■ **DATA LINES**:
-----

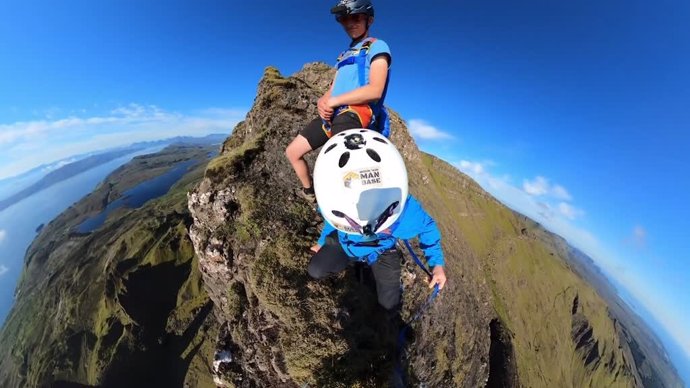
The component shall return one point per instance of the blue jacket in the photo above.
(413, 222)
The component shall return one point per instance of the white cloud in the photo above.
(638, 239)
(541, 186)
(470, 167)
(561, 222)
(560, 192)
(25, 145)
(423, 130)
(553, 216)
(569, 211)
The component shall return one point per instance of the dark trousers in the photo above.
(332, 259)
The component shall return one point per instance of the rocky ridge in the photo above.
(505, 319)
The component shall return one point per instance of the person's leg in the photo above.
(345, 121)
(387, 275)
(329, 260)
(310, 138)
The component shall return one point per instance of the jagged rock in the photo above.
(249, 225)
(499, 322)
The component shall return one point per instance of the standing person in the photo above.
(362, 192)
(355, 98)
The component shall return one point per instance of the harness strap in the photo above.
(400, 381)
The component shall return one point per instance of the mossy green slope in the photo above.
(535, 294)
(124, 305)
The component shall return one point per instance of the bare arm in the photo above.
(378, 73)
(325, 111)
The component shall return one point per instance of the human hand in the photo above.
(438, 276)
(325, 111)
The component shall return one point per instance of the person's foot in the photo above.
(308, 194)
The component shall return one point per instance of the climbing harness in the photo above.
(398, 372)
(372, 116)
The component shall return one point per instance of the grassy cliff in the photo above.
(121, 306)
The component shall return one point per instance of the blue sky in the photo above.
(574, 113)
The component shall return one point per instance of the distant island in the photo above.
(69, 170)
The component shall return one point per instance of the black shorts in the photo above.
(315, 134)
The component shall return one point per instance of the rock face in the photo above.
(252, 234)
(505, 319)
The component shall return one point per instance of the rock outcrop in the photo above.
(505, 318)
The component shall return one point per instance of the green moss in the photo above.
(230, 162)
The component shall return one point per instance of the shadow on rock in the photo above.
(371, 334)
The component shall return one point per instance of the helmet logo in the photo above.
(354, 141)
(366, 177)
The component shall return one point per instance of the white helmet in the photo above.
(360, 181)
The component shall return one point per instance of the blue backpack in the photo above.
(381, 119)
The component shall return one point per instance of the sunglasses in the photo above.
(357, 17)
(368, 230)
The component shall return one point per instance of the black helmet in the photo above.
(351, 7)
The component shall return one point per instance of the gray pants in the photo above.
(332, 259)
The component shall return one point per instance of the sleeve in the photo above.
(377, 48)
(430, 242)
(327, 229)
(424, 227)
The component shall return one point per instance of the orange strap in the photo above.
(364, 114)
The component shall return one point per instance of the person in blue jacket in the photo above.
(366, 206)
(356, 95)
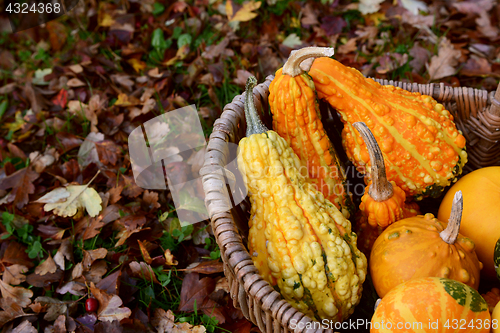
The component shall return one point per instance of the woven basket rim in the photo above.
(234, 253)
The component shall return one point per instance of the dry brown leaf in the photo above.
(443, 64)
(54, 307)
(96, 272)
(348, 47)
(164, 322)
(65, 251)
(72, 287)
(92, 255)
(143, 270)
(169, 258)
(25, 327)
(13, 275)
(75, 83)
(485, 27)
(48, 266)
(150, 198)
(21, 296)
(11, 311)
(109, 306)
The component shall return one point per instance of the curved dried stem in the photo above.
(380, 188)
(292, 65)
(254, 124)
(450, 234)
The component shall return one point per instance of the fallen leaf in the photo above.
(414, 6)
(333, 25)
(14, 274)
(64, 251)
(150, 198)
(20, 295)
(309, 16)
(108, 152)
(25, 327)
(474, 6)
(369, 6)
(109, 306)
(55, 307)
(22, 186)
(164, 322)
(48, 266)
(12, 310)
(96, 272)
(75, 83)
(72, 287)
(206, 267)
(169, 258)
(443, 64)
(92, 255)
(485, 27)
(196, 290)
(66, 201)
(61, 98)
(143, 271)
(44, 281)
(88, 153)
(111, 283)
(245, 13)
(16, 254)
(476, 66)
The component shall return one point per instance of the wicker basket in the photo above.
(476, 112)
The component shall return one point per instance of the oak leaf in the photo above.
(443, 64)
(20, 295)
(21, 183)
(109, 306)
(67, 201)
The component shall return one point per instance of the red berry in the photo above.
(91, 305)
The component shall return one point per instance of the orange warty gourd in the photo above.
(431, 305)
(481, 215)
(423, 246)
(492, 298)
(296, 118)
(423, 150)
(299, 241)
(383, 202)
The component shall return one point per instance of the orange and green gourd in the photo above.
(423, 150)
(423, 246)
(296, 118)
(431, 305)
(298, 240)
(383, 202)
(492, 297)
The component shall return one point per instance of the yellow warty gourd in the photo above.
(299, 241)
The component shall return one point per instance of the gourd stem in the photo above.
(254, 124)
(450, 234)
(292, 65)
(380, 188)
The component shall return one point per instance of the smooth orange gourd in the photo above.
(431, 305)
(296, 118)
(481, 215)
(423, 246)
(423, 150)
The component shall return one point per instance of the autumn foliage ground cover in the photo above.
(72, 90)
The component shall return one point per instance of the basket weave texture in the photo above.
(476, 113)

-----

■ **WORK INSTRUCTIONS**: Nothing but the lines from the one with "The component shall return one point per instance of the gourd" through the end of the data above should be repeated, each exactly as it stands.

■ **SOLUTION FOR THIS PROBLEM**:
The component shall return one point per instance of the gourd stem in the photo above.
(254, 124)
(450, 234)
(292, 65)
(380, 188)
The component shall return one point per instance of the smooth orange gourd in the photo above.
(431, 305)
(296, 118)
(481, 215)
(423, 246)
(423, 150)
The component shall return one point per instance of the autumn foliage ground cover in the photo above.
(72, 90)
The component shall return one point per instance of the basket weave texture in the photo above.
(476, 113)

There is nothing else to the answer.